**Do this**
Edit the items below, swapping "high-rise building" for "tall tower" and keeping every other word unchanged.

(Items from a collection)
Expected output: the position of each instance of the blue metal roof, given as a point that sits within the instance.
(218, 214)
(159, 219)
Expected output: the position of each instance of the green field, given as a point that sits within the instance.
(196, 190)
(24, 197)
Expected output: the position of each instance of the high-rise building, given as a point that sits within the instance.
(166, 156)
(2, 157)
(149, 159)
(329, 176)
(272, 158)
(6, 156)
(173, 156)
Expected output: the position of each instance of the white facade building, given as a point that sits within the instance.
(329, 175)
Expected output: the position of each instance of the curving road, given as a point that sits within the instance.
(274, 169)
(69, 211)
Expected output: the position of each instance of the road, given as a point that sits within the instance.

**Answer to this problem**
Expected output: the position of each instance of the blue metal roof, given as a point that sits within the instance.
(218, 214)
(159, 219)
Expected output: the position of each instance of the green field, given as a point that sits within the instance.
(196, 190)
(24, 197)
Expected output: the position of each instance of the tall tower, given as a point that sits within the instance.
(166, 156)
(2, 157)
(149, 159)
(329, 176)
(272, 158)
(6, 156)
(173, 156)
Expected output: the position of each instance of the white facade building, given as a point that sits within the instance.
(329, 175)
Expected output: the position of each instance of the curving road, given as a point that sits within the instance.
(274, 169)
(69, 211)
Expected output: the position of each instance of the road, given as a point that sits within the instance.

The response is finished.